:: Extrait

Le Premier ministre sortant, Narendra Modi, et son parti nationaliste hindou, le Bharatiya Janata Party (BJP), devraient obtenir un troisième mandat grâce à une politique populaire, mais qui divise sur le plan religieux. Malgré les problèmes liés à l'inflation et au pouvoir d'achat, Modi jouit d'un large soutien au sein de la majorité hindoue de l'Inde, fondé sur le patriotisme et une politique étrangère confiante. Ses détracteurs affirment que l'éthique fondatrice de l'Inde, autrefois laïque et démocratique, est en train de s'effacer et que les minorités ne se sentent pas en sécurité.
LaRussie se rend aux urnes le 17 mars. Avec l'incarcération du chef de file de l'opposition Alexey Navalny dans une colonie pénitentiaire isolée de Sibérie et la suppression totale des médias indépendants, il n'y aura pas de surprise. Toutefois, le taux de participation sera révélateur. Si les élections russes n'offrent qu'une indication limitée de la popularité du gouvernement, un faible taux de participation pourrait accroître la pression sur le Kremlin et son invasion de l'Ukraine, qui piétine. La Biélorussie et l'Iran, deux autres autocraties, organisent également des élections.
Dans moins de deux semaines, Taïwan votera, ce qui donnera le ton avec la Chine pour les quatre années à venir. Si le vainqueur est Lai Ching-te, du Parti démocrate progressiste, anciennement partisan de l'indépendance de Taïwan, les relations avec Pékin devraient se détériorer ou rester gelées. Les candidats concurrents du Kuomintang (KMT) et du Parti du peuple taïwanais promettent de créer moins de frictions avec la Chine, bien que les trois partis s'opposent au principe "un pays, deux systèmes" défendu par Pékin.
Ailleurs, pour la première fois depuis son arrivée au pouvoir il y a trente ans, le Congrès national africain (ANC) d'Afrique du Sud risque de perdre sa majorité parlementaire lors des élections de 2024. Le chômage, une économie instable et la criminalité ont brisé la domination de l'ANC. Le chef du parti et président Cyril Ramaphosa, qui a pris ses fonctions en 2018 après que son prédécesseur Jacob Zuma, accablé par les scandales, a été effectivement poussé vers la sortie, a par la suite lui-même été confronté à des questions sur la corruption présumée, qu'il a niée.
4. Différends territoriaux
Comme le montrent les guerres en Europe de l'Est et au Moyen-Orient, nous nous trouvons à un point d'inflexion en géopolitique.

::::
:: Données fournies

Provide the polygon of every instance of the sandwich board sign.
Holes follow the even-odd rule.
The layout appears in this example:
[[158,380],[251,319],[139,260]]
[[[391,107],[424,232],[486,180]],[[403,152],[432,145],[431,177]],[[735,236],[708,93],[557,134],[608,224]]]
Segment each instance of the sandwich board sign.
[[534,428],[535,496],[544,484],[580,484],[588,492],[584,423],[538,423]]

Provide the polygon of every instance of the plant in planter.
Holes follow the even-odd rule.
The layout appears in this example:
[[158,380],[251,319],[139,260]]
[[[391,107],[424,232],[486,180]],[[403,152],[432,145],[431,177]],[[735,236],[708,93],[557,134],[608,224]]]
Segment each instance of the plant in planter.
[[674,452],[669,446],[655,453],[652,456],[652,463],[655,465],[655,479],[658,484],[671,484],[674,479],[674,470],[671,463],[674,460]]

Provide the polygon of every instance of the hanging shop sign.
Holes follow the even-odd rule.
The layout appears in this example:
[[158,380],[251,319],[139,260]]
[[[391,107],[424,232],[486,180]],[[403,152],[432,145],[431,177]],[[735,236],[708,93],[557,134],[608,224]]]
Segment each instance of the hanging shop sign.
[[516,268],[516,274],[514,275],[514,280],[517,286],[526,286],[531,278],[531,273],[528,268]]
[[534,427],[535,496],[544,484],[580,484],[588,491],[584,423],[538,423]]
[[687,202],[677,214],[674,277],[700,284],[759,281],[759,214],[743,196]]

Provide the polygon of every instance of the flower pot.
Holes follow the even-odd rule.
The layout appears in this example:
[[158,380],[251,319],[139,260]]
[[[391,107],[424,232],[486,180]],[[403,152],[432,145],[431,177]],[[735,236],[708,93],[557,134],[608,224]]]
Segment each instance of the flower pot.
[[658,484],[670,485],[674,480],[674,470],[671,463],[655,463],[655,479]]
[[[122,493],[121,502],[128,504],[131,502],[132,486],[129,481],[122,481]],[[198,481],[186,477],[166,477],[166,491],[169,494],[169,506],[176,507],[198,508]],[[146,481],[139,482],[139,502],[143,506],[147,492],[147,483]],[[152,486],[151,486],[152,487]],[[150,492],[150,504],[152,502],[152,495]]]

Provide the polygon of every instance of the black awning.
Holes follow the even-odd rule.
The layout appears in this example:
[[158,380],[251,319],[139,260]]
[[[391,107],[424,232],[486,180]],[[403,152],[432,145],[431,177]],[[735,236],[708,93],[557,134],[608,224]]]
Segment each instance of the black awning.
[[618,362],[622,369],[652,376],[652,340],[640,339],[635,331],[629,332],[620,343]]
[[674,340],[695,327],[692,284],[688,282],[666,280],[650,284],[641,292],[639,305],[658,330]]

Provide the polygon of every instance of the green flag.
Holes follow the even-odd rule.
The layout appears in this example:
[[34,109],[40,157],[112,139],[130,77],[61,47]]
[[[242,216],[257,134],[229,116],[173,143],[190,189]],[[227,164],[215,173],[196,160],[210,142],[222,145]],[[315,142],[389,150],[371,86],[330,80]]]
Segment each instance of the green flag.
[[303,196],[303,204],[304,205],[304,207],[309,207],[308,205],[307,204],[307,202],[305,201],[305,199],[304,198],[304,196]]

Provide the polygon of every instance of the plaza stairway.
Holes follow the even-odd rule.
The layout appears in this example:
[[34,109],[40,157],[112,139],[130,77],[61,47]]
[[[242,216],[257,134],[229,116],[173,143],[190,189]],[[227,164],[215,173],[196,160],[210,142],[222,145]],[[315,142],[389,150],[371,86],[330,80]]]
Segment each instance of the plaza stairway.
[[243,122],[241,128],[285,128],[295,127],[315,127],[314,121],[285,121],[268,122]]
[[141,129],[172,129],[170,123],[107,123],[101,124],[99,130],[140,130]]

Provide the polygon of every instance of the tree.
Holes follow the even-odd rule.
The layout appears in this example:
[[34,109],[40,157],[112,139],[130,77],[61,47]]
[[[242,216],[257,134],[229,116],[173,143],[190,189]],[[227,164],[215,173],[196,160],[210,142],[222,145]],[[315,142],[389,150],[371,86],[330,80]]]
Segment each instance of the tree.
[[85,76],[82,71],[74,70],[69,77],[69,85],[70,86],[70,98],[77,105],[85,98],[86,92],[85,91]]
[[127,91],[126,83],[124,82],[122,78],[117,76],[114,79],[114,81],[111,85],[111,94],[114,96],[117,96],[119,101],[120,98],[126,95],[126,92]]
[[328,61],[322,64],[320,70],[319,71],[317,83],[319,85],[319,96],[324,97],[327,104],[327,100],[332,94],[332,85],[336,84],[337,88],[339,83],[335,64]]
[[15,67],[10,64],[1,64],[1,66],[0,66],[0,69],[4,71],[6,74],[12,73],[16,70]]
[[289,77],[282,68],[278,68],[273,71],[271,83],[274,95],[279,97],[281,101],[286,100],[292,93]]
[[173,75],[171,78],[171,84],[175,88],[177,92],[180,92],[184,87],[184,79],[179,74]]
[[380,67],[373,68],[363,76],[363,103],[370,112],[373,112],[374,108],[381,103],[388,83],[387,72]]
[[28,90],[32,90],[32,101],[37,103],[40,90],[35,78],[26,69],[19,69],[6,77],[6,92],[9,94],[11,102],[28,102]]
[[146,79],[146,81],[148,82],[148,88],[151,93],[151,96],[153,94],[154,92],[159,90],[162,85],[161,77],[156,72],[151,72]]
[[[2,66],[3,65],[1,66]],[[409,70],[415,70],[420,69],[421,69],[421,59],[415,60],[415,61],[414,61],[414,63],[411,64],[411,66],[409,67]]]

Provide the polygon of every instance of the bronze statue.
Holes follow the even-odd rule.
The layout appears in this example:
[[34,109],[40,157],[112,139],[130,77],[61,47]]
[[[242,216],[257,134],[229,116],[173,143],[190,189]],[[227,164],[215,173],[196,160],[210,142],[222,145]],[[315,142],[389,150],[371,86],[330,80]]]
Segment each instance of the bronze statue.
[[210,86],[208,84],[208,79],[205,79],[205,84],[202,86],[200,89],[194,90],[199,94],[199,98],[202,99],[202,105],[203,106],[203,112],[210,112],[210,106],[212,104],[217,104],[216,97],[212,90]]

::::

### Objectif de l'exercice
Poursuivez l'extrait sur les élections et les tensions géopolitiques de 2024 en reprenant juste après sa dernière phrase.

### Résultat attendu
Le basculement vers l'autoritarisme et l'éclatement de l'hégémonie occidentale, prévus de longue date, ont finalement eu lieu. L'unipolarité américaine s'est définitivement éloignée, la Chine et la Russie profitant de ce recul. Les axes géopolitiques du pouvoir se réalignent vaguement, avec les États-Unis et l'UE d'un côté et un axe anti-américain composé de la Chine, de l'Iran, de la Russie et de la Corée du Nord de l'autre. Il en résulte des actions plus audacieuses et moins prévisibles, ainsi qu'un environnement mondial plus dangereux et plus incertain.
Nous continuerons d'assister à cette évolution, qui pourrait être exacerbée par la posture des pays non alignés et la montée en puissance de blocs compétitifs tels que les BRICS.
Les conflits territoriaux et le revanchisme sont en hausse. La prise de contrôle éclair par l'Azerbaïdjan de la région du Haut-Karabakh, longtemps contestée, n'en est qu'un exemple.
L'Inde et la Chine continuent de se disputer et de militariser la plus longue frontière contestée du monde, qui les sépare. Les petites puissances peuvent profiter du désengagement de l'Occident et du fait que les grandes puissances ascendantes fermeront les yeux sur leurs ambitions expansionnistes.
Dans le même temps, le recours accru au droit de veto du Conseil de sécurité des Nations unies est paralysant et n'inspire guère confiance dans la capacité des institutions supranationales à dissuader ou à répondre à un monde qui connaît le plus grand nombre de conflits depuis la Seconde Guerre mondiale.
L'incapacité des décideurs politiques régionaux et internationaux à négocier un retour rapide à un régime civil en réponse à une vague de coups d'État en Afrique témoigne également de l'absence de sanctions et de leadership efficaces.
Cela soulève le risque de contagion, avec d'autres pays qui pourraient suivre le mouvement - en particulier avec l'attention du monde fixée sur le Moyen-Orient et, dans une moindre mesure, sur l'Ukraine.
5. L'IA arrive à maturité
L'année 2024 devrait être marquée par une tension entre la croissance exponentielle de l'intelligence artificielle (IA) et les tentatives de la réguler, de la part d'institutions gouvernantes notoirement dépourvues de connaissances technologiques.
L'IA générative - qui génère de nouvelles données, comme du texte, des images ou des dessins, en apprenant à partir de données existantes - remonte aux années 1950 (il faut rendre à Alan Turing ses lettres de noblesse à cet égard).
Qu'est-ce que cela signifie en pratique ? D'énormes progrès dans la génération d'images, la conception, la synthèse vocale, la traduction et l'automatisation. La montée en puissance des assistants d'IA et la personnalisation de vos interactions technologiques. Les modèles textuels comme ChatGPT, les modèles de génération d'images comme DALL-E 2 et les modèles vocaux ne seront plus séparés, mais combinés pour créer une interface plus holistique.
Comme nous le savons, les progrès rapides de l'IA entraînent également de nouveaux défis éthiques.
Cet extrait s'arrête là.